Exercise: Exact reproduction required: print each line of the material below.

* * * * * * *

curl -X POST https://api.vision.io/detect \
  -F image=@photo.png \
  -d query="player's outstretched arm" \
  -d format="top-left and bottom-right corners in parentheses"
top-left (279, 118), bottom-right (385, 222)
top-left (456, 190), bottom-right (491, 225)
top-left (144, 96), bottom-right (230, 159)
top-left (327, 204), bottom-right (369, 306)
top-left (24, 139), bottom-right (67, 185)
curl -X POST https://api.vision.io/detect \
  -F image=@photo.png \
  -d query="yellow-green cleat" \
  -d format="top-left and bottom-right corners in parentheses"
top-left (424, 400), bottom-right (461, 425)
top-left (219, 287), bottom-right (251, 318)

* * * * * * *

Result:
curl -X POST https://api.vision.io/detect \
  -F image=@photo.png \
  -d query="player's outstretched arm" \
  -d format="top-left and bottom-right corners in parentheses"
top-left (279, 118), bottom-right (385, 222)
top-left (456, 190), bottom-right (491, 225)
top-left (144, 96), bottom-right (230, 159)
top-left (327, 204), bottom-right (369, 306)
top-left (24, 139), bottom-right (67, 185)
curl -X POST https://api.vision.io/detect \
  -F image=@photo.png \
  -d query="yellow-green cleat" \
  -d format="top-left and bottom-right corners in parentheses"
top-left (424, 400), bottom-right (461, 425)
top-left (219, 287), bottom-right (251, 318)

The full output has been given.